**Set exercise:** Copy the lines from the one containing "of the orange" up to and including the one containing "x=154 y=104", changing "service" to "tool" and keeping everything else the same. Give only those lines.

**Items:**
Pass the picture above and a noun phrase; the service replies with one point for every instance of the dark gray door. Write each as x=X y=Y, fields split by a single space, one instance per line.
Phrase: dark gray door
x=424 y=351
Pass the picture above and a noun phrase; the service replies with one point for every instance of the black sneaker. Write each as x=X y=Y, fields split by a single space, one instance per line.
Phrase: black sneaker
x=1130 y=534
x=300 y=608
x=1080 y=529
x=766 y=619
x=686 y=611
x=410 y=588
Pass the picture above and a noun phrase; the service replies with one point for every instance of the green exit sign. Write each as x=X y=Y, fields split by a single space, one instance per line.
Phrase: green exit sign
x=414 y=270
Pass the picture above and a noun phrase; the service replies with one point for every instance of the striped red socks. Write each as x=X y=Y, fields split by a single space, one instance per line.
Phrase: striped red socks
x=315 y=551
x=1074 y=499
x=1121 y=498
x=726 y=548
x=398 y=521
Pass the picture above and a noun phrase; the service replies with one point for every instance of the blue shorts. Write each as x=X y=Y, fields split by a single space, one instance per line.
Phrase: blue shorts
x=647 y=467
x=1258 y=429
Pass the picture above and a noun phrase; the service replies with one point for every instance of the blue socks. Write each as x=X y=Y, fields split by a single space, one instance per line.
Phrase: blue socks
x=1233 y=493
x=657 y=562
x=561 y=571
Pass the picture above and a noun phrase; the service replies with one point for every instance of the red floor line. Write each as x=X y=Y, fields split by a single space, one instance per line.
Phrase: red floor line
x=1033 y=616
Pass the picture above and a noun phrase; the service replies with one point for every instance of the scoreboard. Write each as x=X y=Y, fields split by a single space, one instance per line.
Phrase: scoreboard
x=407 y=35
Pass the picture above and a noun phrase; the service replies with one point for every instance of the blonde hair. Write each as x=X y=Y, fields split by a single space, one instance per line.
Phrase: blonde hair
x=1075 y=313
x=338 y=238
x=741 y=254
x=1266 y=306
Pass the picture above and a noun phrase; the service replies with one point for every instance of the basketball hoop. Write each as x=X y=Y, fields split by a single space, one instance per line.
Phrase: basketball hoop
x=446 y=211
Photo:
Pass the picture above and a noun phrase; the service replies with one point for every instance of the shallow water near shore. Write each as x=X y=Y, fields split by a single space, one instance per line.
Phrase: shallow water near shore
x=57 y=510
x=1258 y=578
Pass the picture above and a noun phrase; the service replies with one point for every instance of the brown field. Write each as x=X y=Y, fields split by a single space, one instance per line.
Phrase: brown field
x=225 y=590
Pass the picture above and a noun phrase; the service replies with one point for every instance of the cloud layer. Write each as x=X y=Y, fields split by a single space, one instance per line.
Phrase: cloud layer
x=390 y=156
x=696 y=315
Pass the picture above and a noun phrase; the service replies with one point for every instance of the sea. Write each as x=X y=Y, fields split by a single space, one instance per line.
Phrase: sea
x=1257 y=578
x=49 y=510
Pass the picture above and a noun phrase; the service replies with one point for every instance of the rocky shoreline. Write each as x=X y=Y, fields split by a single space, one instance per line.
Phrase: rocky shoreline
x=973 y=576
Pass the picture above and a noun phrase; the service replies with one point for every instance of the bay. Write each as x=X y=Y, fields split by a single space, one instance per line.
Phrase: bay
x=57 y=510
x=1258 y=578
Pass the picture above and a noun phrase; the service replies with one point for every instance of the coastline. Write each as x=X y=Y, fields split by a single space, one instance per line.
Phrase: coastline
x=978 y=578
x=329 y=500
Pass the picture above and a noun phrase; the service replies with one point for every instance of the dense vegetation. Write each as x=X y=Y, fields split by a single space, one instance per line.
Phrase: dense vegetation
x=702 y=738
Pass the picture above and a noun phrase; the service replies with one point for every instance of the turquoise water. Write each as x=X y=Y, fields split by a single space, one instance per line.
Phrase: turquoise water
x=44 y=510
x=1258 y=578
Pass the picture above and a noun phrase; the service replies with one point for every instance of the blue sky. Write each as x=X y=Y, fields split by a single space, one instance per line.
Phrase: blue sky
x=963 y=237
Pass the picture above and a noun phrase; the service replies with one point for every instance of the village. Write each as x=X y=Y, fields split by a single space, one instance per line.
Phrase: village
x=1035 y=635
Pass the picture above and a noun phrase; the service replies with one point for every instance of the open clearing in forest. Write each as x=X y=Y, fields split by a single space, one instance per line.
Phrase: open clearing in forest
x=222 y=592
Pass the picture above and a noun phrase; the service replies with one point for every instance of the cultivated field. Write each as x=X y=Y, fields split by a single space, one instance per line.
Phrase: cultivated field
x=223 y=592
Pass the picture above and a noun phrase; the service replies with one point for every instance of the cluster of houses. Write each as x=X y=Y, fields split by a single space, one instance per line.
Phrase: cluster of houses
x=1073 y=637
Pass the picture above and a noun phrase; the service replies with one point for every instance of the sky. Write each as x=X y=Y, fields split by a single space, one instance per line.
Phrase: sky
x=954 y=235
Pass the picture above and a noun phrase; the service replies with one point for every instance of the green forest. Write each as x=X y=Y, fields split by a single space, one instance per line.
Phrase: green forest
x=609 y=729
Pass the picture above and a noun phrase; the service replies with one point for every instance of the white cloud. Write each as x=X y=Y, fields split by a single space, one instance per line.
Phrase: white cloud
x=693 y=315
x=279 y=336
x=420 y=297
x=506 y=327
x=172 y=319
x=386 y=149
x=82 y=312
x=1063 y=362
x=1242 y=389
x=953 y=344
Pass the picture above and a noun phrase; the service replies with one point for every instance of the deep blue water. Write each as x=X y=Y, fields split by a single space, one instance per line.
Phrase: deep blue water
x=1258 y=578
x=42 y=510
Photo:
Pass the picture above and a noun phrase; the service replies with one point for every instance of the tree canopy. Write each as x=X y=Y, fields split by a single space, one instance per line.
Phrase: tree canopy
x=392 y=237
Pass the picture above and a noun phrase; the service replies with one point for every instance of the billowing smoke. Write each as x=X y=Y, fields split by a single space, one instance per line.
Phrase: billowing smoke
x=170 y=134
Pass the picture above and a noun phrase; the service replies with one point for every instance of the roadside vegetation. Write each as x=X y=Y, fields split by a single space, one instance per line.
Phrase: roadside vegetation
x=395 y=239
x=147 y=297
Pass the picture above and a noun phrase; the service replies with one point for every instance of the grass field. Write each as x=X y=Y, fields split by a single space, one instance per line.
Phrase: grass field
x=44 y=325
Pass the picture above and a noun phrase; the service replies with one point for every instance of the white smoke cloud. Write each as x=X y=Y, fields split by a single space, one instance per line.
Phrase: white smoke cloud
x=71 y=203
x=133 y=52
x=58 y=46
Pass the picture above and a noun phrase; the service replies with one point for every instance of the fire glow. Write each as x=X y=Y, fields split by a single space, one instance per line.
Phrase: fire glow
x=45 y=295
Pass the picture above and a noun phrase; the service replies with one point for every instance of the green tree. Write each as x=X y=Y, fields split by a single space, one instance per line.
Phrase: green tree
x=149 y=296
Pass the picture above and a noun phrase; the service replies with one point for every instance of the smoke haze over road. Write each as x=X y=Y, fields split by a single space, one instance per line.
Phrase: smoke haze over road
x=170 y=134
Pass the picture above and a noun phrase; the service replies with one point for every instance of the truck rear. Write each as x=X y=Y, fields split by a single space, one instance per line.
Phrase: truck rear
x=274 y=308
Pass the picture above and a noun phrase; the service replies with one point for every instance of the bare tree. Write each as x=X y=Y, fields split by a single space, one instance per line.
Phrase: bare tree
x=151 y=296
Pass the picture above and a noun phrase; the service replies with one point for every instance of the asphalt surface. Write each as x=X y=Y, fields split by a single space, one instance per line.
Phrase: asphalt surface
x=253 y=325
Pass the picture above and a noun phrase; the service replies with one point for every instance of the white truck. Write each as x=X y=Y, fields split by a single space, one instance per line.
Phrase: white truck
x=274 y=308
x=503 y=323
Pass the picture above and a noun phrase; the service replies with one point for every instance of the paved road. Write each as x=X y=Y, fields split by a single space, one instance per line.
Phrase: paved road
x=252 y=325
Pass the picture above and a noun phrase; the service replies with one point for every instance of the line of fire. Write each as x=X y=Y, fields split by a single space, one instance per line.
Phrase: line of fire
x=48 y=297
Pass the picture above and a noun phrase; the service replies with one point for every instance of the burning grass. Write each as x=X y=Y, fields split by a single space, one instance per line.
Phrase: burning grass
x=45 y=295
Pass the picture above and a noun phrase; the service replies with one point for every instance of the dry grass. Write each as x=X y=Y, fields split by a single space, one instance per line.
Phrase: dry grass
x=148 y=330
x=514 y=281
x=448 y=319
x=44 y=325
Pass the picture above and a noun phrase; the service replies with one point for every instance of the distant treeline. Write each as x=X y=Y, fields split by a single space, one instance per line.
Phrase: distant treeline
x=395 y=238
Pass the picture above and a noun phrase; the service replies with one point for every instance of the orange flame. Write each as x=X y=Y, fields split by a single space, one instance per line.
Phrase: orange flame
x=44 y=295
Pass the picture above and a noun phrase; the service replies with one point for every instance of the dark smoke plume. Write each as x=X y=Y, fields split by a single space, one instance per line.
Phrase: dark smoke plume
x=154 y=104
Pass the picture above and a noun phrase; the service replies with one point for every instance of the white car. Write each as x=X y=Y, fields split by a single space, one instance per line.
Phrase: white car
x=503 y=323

**Final answer:**
Pass the picture above and a noun phrase; the tool replies with one point for every instance of the orange flame. Write each as x=X y=Y, fields split by a single space, one instance per line.
Phrase: orange flame
x=44 y=295
Pass the picture above and a noun phrase; the tool replies with one point for every instance of the dark smoke plume. Write each as x=X y=Y, fields split by a single space, one instance per line.
Phrase: dark smoke plume
x=154 y=104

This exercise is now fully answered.